## REQUIRED WORK
Please begin with the line containing "Query: bare tree trunk" and reproduce each line exactly until the records below end, without any pictures.

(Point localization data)
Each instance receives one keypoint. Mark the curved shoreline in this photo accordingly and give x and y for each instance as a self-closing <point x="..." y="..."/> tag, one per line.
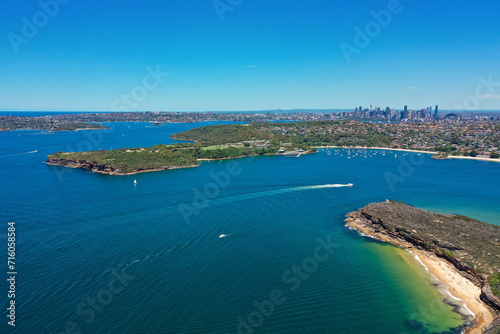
<point x="458" y="286"/>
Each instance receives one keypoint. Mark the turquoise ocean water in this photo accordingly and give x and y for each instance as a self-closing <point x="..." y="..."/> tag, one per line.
<point x="98" y="254"/>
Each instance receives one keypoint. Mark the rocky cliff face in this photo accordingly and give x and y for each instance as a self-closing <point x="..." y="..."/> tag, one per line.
<point x="381" y="226"/>
<point x="84" y="164"/>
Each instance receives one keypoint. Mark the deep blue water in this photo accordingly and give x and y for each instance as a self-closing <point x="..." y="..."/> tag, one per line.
<point x="77" y="230"/>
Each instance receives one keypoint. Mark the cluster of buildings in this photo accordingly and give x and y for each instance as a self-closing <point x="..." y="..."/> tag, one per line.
<point x="388" y="113"/>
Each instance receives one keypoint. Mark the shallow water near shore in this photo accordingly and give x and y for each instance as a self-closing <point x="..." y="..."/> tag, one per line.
<point x="77" y="230"/>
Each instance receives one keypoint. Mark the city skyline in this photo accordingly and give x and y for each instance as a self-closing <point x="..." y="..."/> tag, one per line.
<point x="212" y="56"/>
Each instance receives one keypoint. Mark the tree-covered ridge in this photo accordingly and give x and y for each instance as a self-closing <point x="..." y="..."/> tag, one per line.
<point x="467" y="140"/>
<point x="159" y="157"/>
<point x="474" y="244"/>
<point x="9" y="123"/>
<point x="122" y="161"/>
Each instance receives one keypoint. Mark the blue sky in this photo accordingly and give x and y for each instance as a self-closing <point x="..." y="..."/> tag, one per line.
<point x="251" y="55"/>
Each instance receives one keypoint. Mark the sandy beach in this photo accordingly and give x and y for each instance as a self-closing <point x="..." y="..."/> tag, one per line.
<point x="458" y="286"/>
<point x="417" y="151"/>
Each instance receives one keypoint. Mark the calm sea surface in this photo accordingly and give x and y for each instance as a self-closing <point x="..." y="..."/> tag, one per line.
<point x="98" y="254"/>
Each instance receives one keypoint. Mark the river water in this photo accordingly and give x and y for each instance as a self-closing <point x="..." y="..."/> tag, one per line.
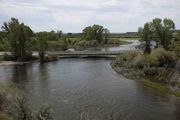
<point x="88" y="89"/>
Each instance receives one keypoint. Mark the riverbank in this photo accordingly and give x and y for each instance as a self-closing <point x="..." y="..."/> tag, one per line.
<point x="162" y="79"/>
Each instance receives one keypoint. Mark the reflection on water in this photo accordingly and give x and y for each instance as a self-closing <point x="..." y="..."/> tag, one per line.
<point x="81" y="89"/>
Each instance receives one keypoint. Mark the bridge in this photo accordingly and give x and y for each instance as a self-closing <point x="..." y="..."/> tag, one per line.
<point x="87" y="53"/>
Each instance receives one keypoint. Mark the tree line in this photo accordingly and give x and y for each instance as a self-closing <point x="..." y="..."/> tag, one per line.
<point x="21" y="40"/>
<point x="160" y="31"/>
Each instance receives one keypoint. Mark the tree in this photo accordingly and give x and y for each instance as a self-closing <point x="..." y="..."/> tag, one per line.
<point x="160" y="31"/>
<point x="19" y="35"/>
<point x="97" y="33"/>
<point x="163" y="31"/>
<point x="106" y="35"/>
<point x="146" y="37"/>
<point x="42" y="43"/>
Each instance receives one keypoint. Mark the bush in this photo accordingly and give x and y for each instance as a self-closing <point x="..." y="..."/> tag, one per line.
<point x="139" y="62"/>
<point x="151" y="71"/>
<point x="164" y="58"/>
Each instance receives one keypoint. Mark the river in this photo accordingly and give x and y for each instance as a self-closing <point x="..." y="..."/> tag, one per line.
<point x="88" y="89"/>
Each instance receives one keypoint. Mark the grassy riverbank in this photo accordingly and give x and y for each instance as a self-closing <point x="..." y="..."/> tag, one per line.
<point x="150" y="70"/>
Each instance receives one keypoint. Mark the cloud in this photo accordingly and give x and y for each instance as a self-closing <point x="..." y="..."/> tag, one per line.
<point x="74" y="15"/>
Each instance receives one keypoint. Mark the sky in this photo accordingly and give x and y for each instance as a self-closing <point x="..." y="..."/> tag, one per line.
<point x="74" y="15"/>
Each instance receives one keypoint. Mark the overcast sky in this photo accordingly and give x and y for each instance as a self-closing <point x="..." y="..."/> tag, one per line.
<point x="74" y="15"/>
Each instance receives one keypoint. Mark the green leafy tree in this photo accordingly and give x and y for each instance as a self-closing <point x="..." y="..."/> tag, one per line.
<point x="96" y="33"/>
<point x="163" y="31"/>
<point x="42" y="44"/>
<point x="146" y="37"/>
<point x="19" y="36"/>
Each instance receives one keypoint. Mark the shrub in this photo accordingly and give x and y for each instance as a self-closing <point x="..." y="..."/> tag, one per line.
<point x="139" y="62"/>
<point x="150" y="71"/>
<point x="164" y="58"/>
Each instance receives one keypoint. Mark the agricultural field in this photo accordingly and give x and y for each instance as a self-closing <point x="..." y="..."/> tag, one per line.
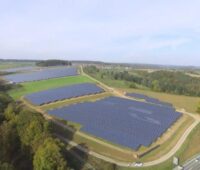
<point x="32" y="87"/>
<point x="42" y="74"/>
<point x="113" y="138"/>
<point x="10" y="64"/>
<point x="62" y="93"/>
<point x="189" y="103"/>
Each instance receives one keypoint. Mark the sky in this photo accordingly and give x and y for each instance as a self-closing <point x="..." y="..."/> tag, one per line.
<point x="129" y="31"/>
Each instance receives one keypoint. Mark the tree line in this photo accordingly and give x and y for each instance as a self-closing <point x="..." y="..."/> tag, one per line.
<point x="175" y="82"/>
<point x="48" y="63"/>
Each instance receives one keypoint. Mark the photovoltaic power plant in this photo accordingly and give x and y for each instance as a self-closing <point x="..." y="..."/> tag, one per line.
<point x="62" y="93"/>
<point x="121" y="121"/>
<point x="149" y="99"/>
<point x="20" y="69"/>
<point x="42" y="74"/>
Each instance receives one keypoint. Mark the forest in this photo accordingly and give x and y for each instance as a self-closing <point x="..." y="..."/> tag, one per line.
<point x="175" y="82"/>
<point x="48" y="63"/>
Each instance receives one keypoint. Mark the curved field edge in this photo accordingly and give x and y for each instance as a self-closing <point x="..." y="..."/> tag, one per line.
<point x="179" y="101"/>
<point x="190" y="148"/>
<point x="31" y="87"/>
<point x="123" y="154"/>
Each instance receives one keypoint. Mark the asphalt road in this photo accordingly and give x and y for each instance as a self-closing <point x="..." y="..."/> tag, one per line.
<point x="193" y="164"/>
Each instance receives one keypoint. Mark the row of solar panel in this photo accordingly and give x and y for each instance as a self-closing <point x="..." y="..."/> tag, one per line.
<point x="41" y="74"/>
<point x="149" y="99"/>
<point x="62" y="93"/>
<point x="121" y="121"/>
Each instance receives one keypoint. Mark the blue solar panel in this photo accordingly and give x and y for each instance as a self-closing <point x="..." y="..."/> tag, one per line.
<point x="62" y="93"/>
<point x="125" y="122"/>
<point x="18" y="69"/>
<point x="42" y="74"/>
<point x="149" y="99"/>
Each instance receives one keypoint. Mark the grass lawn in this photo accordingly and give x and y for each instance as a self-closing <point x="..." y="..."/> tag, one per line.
<point x="31" y="87"/>
<point x="190" y="148"/>
<point x="11" y="64"/>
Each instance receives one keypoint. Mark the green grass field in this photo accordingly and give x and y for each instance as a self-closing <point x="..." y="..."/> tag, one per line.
<point x="31" y="87"/>
<point x="10" y="64"/>
<point x="190" y="148"/>
<point x="187" y="102"/>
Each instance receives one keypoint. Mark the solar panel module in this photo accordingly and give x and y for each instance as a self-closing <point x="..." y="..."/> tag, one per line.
<point x="121" y="121"/>
<point x="42" y="74"/>
<point x="62" y="93"/>
<point x="149" y="99"/>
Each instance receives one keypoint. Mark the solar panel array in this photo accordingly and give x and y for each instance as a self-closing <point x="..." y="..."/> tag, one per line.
<point x="149" y="99"/>
<point x="41" y="74"/>
<point x="121" y="121"/>
<point x="19" y="69"/>
<point x="62" y="93"/>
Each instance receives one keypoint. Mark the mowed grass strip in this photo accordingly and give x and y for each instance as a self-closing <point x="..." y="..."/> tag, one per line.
<point x="31" y="87"/>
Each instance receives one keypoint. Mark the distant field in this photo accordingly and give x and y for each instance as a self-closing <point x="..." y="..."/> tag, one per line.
<point x="187" y="102"/>
<point x="31" y="87"/>
<point x="7" y="65"/>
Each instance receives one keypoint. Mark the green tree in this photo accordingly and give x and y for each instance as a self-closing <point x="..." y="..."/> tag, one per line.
<point x="10" y="112"/>
<point x="9" y="141"/>
<point x="6" y="166"/>
<point x="49" y="156"/>
<point x="155" y="85"/>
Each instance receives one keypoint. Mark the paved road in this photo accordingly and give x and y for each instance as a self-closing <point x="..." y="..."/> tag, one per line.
<point x="193" y="164"/>
<point x="121" y="163"/>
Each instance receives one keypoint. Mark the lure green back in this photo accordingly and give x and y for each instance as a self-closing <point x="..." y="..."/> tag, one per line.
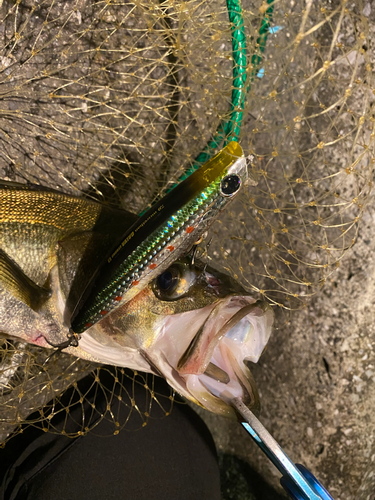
<point x="162" y="235"/>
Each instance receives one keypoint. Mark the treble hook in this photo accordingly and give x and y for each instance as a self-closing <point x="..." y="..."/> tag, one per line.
<point x="72" y="341"/>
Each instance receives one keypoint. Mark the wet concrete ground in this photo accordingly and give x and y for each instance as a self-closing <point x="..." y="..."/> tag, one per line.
<point x="316" y="382"/>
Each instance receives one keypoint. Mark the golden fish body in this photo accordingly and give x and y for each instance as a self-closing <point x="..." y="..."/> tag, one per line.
<point x="192" y="325"/>
<point x="49" y="243"/>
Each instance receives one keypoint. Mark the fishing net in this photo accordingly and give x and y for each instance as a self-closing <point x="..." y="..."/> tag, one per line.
<point x="115" y="101"/>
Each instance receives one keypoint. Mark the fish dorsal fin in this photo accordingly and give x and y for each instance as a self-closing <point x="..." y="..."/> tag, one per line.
<point x="15" y="281"/>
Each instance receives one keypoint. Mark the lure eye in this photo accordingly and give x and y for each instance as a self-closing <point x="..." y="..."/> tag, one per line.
<point x="230" y="185"/>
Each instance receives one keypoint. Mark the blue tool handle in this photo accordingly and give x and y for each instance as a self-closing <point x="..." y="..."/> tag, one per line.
<point x="295" y="493"/>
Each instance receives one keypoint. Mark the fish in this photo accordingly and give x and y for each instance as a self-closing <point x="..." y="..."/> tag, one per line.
<point x="162" y="234"/>
<point x="191" y="324"/>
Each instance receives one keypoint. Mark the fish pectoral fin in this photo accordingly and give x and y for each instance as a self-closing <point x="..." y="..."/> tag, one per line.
<point x="15" y="281"/>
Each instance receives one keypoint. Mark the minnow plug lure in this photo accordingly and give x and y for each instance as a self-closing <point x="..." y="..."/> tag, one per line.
<point x="164" y="233"/>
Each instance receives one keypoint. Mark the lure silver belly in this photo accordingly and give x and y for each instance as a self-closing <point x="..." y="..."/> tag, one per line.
<point x="162" y="235"/>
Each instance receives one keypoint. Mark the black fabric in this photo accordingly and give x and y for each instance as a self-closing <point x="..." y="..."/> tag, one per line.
<point x="172" y="458"/>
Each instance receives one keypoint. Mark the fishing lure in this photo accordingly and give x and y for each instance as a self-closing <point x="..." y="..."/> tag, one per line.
<point x="164" y="233"/>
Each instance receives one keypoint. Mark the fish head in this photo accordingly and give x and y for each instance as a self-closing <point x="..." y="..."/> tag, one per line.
<point x="194" y="326"/>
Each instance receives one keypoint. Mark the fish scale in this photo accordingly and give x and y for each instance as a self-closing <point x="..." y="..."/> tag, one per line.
<point x="161" y="236"/>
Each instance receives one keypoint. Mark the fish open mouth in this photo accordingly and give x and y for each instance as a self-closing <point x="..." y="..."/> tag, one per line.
<point x="211" y="367"/>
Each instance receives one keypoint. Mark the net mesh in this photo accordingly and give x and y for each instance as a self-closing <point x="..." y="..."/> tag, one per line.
<point x="114" y="101"/>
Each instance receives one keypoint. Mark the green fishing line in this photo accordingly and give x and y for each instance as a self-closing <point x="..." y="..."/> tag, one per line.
<point x="230" y="129"/>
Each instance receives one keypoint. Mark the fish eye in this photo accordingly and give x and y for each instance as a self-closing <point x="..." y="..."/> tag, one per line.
<point x="175" y="282"/>
<point x="165" y="286"/>
<point x="168" y="281"/>
<point x="230" y="185"/>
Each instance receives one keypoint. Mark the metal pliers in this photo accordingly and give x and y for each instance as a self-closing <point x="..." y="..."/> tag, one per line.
<point x="297" y="481"/>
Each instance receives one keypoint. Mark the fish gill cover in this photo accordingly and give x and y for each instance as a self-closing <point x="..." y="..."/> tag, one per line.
<point x="114" y="101"/>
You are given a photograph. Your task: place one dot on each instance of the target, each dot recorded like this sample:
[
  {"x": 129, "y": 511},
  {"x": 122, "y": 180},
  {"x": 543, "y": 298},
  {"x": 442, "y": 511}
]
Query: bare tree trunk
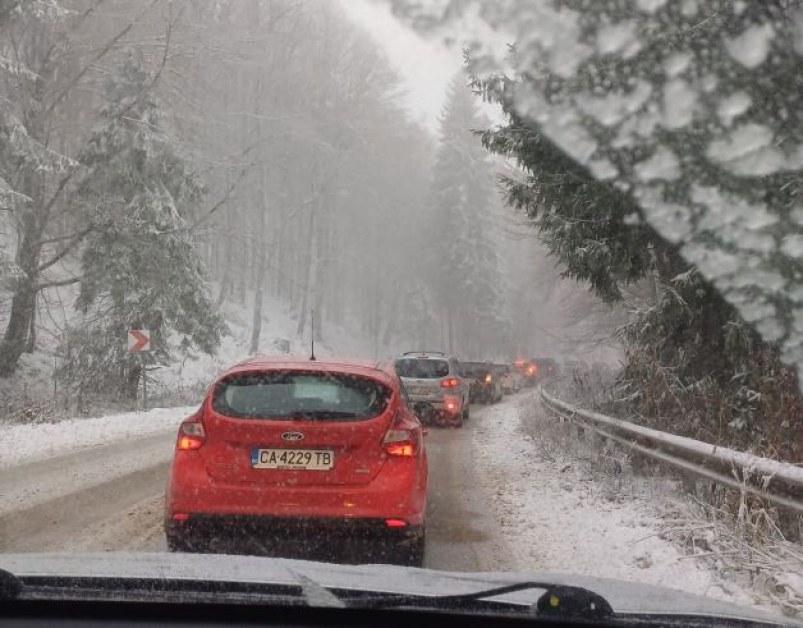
[
  {"x": 310, "y": 270},
  {"x": 23, "y": 303},
  {"x": 256, "y": 321},
  {"x": 225, "y": 286},
  {"x": 30, "y": 344},
  {"x": 256, "y": 326}
]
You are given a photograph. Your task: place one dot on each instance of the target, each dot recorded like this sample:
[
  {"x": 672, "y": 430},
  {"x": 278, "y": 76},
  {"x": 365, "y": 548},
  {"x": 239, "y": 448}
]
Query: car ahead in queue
[
  {"x": 298, "y": 451},
  {"x": 510, "y": 377},
  {"x": 546, "y": 367},
  {"x": 437, "y": 392},
  {"x": 529, "y": 372},
  {"x": 484, "y": 380}
]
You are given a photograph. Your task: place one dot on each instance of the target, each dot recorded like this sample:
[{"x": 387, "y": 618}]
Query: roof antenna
[{"x": 312, "y": 334}]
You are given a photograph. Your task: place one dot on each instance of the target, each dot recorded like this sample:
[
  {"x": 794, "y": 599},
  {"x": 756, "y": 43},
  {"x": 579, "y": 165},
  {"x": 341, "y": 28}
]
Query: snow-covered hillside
[{"x": 35, "y": 391}]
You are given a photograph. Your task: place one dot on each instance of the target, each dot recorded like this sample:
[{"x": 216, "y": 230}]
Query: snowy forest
[
  {"x": 245, "y": 178},
  {"x": 160, "y": 164}
]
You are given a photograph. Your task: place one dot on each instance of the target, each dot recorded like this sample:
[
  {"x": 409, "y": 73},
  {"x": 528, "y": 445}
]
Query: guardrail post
[{"x": 790, "y": 523}]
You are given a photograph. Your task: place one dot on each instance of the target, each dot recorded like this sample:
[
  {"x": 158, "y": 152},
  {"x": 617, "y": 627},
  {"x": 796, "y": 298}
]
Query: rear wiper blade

## RESPONSE TO THIS TASK
Query: bare tree trunk
[
  {"x": 310, "y": 270},
  {"x": 23, "y": 303},
  {"x": 256, "y": 321},
  {"x": 225, "y": 286},
  {"x": 30, "y": 344},
  {"x": 256, "y": 326}
]
You are given a photograph. Your task: place one dot on each instance of the target, each dot recorded like this sample:
[
  {"x": 672, "y": 430},
  {"x": 278, "y": 76},
  {"x": 365, "y": 548},
  {"x": 239, "y": 448}
]
Query: car ahead in queue
[
  {"x": 298, "y": 451},
  {"x": 510, "y": 377},
  {"x": 546, "y": 367},
  {"x": 437, "y": 392},
  {"x": 529, "y": 372},
  {"x": 484, "y": 380}
]
You are given a photograph. Your task: place one dot on each instance of the target, each dot recorded like this sample:
[{"x": 387, "y": 618}]
Query: roof antenna
[{"x": 312, "y": 334}]
You are given a photograph. Your task: place one dot on each instance of the target, each dot recorded like this sample:
[
  {"x": 794, "y": 599},
  {"x": 756, "y": 43},
  {"x": 579, "y": 165},
  {"x": 341, "y": 28}
]
Query: snow-covered hillside
[{"x": 35, "y": 391}]
You are given a photograph. Your task: place one dot on each instance of the target, each dot recorded like this sample:
[{"x": 216, "y": 230}]
Query: snowy forest
[
  {"x": 245, "y": 178},
  {"x": 160, "y": 164}
]
You are given a photograph. Your task: place one dot on each instance of the target, each dot recorded like this sample:
[
  {"x": 409, "y": 73},
  {"x": 528, "y": 445}
]
Query: guardrail post
[{"x": 790, "y": 523}]
You are given a photograph. Your task: place one dot on each instance of the target, each dot recorded like this sample:
[
  {"x": 158, "y": 152},
  {"x": 617, "y": 627},
  {"x": 796, "y": 298}
]
Query: rear wiper blade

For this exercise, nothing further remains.